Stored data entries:
++++++

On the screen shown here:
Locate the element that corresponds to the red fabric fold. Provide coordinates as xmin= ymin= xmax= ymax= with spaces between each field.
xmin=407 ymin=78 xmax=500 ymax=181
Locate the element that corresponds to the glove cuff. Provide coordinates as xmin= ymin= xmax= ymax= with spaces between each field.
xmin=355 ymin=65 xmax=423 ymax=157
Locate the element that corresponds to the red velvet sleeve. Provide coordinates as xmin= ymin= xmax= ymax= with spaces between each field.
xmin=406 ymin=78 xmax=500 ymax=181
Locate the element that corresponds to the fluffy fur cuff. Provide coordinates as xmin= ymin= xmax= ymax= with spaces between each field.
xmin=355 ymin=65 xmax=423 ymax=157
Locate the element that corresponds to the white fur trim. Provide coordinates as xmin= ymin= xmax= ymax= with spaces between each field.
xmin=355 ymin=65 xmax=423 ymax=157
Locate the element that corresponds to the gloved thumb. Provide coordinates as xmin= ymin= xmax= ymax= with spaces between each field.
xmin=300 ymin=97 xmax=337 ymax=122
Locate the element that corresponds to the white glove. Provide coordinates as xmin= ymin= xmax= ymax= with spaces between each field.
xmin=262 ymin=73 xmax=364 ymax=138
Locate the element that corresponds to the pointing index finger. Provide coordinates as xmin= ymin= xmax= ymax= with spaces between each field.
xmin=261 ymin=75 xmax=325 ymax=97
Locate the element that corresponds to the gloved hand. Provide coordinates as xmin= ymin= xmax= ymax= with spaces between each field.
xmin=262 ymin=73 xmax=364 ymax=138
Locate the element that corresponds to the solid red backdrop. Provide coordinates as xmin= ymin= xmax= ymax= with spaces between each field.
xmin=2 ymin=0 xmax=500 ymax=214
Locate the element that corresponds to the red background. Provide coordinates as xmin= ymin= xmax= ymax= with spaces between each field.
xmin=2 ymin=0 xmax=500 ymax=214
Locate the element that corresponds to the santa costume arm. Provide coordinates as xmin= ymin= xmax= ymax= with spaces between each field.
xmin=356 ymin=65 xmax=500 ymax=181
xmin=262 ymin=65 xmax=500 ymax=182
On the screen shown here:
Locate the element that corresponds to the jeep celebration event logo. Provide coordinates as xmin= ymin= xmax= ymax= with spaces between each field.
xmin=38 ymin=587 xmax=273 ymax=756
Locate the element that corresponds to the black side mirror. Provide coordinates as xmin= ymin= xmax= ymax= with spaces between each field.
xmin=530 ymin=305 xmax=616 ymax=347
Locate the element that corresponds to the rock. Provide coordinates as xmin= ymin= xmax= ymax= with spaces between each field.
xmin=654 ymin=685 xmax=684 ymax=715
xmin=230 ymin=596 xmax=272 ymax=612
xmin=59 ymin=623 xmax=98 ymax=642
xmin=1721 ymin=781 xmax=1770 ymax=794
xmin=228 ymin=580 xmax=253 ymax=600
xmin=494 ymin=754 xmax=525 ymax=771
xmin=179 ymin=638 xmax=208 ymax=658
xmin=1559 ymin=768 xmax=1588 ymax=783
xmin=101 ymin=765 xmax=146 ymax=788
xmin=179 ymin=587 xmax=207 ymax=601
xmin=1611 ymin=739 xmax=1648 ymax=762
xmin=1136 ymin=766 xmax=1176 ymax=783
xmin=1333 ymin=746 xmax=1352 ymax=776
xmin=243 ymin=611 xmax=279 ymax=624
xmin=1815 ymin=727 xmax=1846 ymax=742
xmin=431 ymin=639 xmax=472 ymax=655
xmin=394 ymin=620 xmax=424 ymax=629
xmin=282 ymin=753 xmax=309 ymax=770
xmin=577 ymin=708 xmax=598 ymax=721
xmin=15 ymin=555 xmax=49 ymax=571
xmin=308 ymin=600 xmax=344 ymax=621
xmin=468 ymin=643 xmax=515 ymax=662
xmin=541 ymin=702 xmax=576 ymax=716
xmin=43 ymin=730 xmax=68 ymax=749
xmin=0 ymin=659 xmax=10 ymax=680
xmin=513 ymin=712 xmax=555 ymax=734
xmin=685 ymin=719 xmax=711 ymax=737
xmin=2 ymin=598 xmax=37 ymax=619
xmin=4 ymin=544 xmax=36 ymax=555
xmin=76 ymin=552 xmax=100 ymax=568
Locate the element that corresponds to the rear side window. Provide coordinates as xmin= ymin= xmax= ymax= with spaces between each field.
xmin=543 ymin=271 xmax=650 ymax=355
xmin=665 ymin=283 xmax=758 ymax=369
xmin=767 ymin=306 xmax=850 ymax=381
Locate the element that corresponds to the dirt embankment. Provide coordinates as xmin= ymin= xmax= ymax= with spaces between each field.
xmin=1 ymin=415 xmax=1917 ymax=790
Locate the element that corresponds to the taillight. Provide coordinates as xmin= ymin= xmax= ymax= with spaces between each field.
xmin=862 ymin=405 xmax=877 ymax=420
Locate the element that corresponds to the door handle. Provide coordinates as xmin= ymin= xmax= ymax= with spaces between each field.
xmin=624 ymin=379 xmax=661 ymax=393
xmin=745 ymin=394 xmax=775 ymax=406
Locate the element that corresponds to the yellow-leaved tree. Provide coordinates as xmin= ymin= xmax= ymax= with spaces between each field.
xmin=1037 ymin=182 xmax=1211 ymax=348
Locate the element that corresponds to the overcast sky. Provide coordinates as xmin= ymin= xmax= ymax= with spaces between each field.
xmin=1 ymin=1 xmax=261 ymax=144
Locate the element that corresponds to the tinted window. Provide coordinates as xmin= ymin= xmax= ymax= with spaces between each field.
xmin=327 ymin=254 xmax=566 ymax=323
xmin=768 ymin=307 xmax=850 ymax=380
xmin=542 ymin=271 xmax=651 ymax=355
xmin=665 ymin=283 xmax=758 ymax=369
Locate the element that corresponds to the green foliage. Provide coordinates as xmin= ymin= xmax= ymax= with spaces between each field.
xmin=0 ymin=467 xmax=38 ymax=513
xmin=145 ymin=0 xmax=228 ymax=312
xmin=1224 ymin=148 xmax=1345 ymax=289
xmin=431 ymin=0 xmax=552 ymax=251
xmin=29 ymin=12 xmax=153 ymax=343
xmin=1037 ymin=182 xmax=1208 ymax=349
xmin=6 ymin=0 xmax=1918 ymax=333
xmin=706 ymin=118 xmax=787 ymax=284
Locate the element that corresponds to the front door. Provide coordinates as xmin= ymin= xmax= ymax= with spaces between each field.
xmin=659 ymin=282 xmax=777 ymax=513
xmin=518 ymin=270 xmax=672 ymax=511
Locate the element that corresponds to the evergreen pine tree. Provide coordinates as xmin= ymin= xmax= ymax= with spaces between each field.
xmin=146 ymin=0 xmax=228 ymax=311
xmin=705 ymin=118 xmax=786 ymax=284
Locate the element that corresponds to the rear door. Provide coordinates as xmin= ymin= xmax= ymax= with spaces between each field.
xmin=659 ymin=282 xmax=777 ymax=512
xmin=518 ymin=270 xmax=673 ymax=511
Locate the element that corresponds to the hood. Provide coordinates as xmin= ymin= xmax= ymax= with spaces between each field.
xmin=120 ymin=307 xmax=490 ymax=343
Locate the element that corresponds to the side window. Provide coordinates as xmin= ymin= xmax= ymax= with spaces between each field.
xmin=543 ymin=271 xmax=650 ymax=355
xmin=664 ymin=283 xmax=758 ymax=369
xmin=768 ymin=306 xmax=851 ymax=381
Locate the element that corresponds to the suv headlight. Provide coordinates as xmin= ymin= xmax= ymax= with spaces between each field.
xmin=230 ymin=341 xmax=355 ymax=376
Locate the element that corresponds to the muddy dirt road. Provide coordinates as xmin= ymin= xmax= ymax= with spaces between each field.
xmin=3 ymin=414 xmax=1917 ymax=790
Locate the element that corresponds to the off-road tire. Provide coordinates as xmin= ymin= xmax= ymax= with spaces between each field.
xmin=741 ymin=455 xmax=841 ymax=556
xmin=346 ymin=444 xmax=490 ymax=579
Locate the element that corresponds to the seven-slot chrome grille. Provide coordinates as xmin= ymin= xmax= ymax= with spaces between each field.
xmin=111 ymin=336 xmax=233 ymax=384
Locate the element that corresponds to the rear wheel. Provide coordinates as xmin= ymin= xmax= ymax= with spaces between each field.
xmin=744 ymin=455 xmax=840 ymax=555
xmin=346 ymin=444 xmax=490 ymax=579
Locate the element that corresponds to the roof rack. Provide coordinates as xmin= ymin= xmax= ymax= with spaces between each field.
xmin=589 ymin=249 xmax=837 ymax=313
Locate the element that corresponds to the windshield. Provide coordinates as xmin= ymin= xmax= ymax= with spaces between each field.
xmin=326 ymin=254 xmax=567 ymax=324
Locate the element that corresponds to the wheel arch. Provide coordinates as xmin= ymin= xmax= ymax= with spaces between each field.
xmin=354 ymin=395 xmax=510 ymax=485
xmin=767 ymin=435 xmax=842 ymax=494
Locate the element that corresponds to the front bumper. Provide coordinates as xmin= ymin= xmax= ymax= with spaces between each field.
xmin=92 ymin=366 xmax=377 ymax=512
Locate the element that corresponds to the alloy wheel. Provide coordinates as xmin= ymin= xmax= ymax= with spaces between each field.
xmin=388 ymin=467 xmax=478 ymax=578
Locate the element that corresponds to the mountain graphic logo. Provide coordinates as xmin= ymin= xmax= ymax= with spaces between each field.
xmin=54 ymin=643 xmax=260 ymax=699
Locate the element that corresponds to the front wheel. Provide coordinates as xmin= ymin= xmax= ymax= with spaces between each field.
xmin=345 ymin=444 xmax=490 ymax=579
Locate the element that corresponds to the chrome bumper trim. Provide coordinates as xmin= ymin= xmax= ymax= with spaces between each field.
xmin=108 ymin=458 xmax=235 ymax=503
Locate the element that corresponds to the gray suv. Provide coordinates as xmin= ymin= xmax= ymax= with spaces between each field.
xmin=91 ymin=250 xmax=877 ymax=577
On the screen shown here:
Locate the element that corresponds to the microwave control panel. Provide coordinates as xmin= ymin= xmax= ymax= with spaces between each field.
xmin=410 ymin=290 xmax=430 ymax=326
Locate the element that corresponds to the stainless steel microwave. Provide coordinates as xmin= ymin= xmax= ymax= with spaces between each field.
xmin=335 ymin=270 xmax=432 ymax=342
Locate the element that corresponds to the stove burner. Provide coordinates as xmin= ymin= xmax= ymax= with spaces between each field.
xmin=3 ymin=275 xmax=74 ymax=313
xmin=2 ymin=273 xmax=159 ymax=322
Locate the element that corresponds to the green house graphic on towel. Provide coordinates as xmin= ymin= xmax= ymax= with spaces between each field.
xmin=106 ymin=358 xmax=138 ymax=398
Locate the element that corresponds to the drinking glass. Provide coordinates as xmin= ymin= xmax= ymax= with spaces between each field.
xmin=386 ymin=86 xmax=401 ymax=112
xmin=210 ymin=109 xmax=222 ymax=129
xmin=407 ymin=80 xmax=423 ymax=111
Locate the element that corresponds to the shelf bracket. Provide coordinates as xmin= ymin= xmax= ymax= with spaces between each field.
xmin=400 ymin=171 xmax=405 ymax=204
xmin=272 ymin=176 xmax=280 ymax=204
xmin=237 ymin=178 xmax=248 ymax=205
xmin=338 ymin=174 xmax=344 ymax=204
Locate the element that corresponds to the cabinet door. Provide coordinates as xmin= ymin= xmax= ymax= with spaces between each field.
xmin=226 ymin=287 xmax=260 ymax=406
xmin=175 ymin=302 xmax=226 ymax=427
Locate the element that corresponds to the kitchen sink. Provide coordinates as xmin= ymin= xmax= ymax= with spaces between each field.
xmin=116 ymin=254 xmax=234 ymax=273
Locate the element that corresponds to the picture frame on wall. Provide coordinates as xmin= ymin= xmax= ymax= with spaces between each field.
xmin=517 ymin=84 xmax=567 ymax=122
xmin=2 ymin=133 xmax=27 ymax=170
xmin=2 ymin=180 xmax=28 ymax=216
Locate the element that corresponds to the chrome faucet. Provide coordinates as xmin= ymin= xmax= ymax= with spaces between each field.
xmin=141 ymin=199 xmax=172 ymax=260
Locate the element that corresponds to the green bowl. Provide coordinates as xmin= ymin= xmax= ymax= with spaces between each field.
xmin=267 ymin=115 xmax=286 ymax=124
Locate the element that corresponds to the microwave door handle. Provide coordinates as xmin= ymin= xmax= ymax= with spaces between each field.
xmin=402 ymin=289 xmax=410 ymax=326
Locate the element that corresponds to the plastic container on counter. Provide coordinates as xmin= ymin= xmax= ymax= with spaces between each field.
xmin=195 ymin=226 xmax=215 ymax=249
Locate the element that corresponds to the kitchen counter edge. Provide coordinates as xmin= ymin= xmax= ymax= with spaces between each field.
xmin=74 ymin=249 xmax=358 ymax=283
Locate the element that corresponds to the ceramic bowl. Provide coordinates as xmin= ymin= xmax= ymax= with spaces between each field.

++++++

• **WHAT TO DO**
Beginning at the line that contains "Locate the element that corresponds to the plastic" and ending at the last line above, copy each line without any change.

• **EXPECTED OUTPUT**
Locate the element that corresponds to the plastic container on counter. Provide coordinates as xmin= ymin= xmax= ymax= with spaces between each field.
xmin=195 ymin=226 xmax=215 ymax=249
Locate the element that corresponds to the kitchen counter edge. Provide coordinates as xmin= ymin= xmax= ymax= with spaces between each field.
xmin=74 ymin=249 xmax=358 ymax=283
Locate the element that corresponds to the ceramic bowl. Provide coordinates as xmin= ymin= xmax= ymax= with spaces between each field.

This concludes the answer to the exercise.